Direction: Reproduce the listing below line for line, substituting "outer ring" for each occurrence of "exterior ring" and leaving everything else unchanged.

Records to use:
----

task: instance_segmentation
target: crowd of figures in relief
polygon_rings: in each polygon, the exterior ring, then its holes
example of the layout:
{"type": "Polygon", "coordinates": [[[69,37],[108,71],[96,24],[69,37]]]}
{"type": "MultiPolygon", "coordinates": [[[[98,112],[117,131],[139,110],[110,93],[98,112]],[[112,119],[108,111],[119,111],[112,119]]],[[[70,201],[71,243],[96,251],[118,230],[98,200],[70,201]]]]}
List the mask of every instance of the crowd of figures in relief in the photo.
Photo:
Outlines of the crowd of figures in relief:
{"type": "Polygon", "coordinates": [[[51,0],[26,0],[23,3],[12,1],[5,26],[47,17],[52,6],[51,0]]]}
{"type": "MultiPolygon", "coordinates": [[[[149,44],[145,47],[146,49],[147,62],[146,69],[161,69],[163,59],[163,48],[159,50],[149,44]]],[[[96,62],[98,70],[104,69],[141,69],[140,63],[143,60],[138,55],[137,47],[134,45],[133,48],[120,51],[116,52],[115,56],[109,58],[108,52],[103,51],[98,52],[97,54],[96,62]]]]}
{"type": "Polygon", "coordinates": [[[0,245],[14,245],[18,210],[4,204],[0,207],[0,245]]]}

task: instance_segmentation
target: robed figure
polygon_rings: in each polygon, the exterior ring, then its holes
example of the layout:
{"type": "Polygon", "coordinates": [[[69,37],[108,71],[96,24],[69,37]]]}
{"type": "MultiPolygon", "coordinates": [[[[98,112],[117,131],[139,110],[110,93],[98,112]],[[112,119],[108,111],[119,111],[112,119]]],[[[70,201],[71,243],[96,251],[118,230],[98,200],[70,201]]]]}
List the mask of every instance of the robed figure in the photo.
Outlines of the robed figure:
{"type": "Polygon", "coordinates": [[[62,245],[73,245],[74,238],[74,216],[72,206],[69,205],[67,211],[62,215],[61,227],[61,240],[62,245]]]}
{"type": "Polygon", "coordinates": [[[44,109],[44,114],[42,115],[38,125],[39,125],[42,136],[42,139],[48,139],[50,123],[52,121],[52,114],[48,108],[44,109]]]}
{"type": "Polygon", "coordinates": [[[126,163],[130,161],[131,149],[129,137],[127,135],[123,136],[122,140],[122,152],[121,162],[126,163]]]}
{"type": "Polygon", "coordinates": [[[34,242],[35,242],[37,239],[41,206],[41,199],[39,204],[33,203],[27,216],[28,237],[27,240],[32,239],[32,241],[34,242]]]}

----

Output of the task:
task: instance_segmentation
target: crowd of figures in relief
polygon_rings: in each polygon, the outer ring, then its holes
example of the layout:
{"type": "Polygon", "coordinates": [[[69,37],[108,71],[96,24],[69,37]]]}
{"type": "MultiPolygon", "coordinates": [[[[98,112],[117,131],[139,110],[110,93],[98,112]],[[112,119],[108,111],[119,111],[112,119]]],[[[70,201],[71,243],[96,251],[118,230],[98,200],[70,201]]]]}
List the mask of every instance of the crowd of figures in relief in the photo.
Photo:
Outlines of the crowd of figures in relief:
{"type": "Polygon", "coordinates": [[[51,0],[26,0],[23,3],[12,1],[5,26],[47,17],[52,6],[51,0]]]}
{"type": "MultiPolygon", "coordinates": [[[[149,44],[145,47],[146,49],[147,62],[146,69],[161,69],[163,59],[163,48],[159,50],[149,44]]],[[[96,62],[98,70],[104,69],[141,69],[140,63],[143,60],[138,55],[137,47],[134,45],[133,48],[120,51],[116,52],[115,56],[109,58],[108,52],[103,51],[98,52],[97,54],[96,62]]]]}
{"type": "Polygon", "coordinates": [[[0,245],[14,245],[18,210],[4,204],[0,207],[0,245]]]}

task: instance_segmentation
target: robed figure
polygon_rings: in each polygon, the outer ring, then its holes
example of the layout:
{"type": "Polygon", "coordinates": [[[69,37],[108,71],[96,24],[69,37]]]}
{"type": "MultiPolygon", "coordinates": [[[[98,112],[117,131],[139,110],[110,93],[98,112]],[[112,119],[108,111],[119,111],[112,119]]],[[[70,201],[71,243],[96,251],[118,230],[98,200],[70,201]]]]}
List the mask of every instance of the robed figure in the photo.
Outlines of the robed figure:
{"type": "Polygon", "coordinates": [[[62,245],[73,245],[74,238],[74,216],[72,206],[69,205],[67,211],[62,215],[61,227],[61,240],[62,245]]]}
{"type": "Polygon", "coordinates": [[[44,109],[44,114],[42,115],[38,125],[39,125],[42,136],[42,139],[48,139],[50,123],[52,121],[52,114],[48,108],[44,109]]]}
{"type": "Polygon", "coordinates": [[[126,163],[130,161],[131,149],[129,137],[127,135],[123,136],[122,140],[122,152],[121,162],[126,163]]]}
{"type": "Polygon", "coordinates": [[[34,242],[35,242],[37,239],[41,206],[41,199],[39,204],[33,203],[27,216],[28,237],[27,240],[32,239],[32,241],[34,242]]]}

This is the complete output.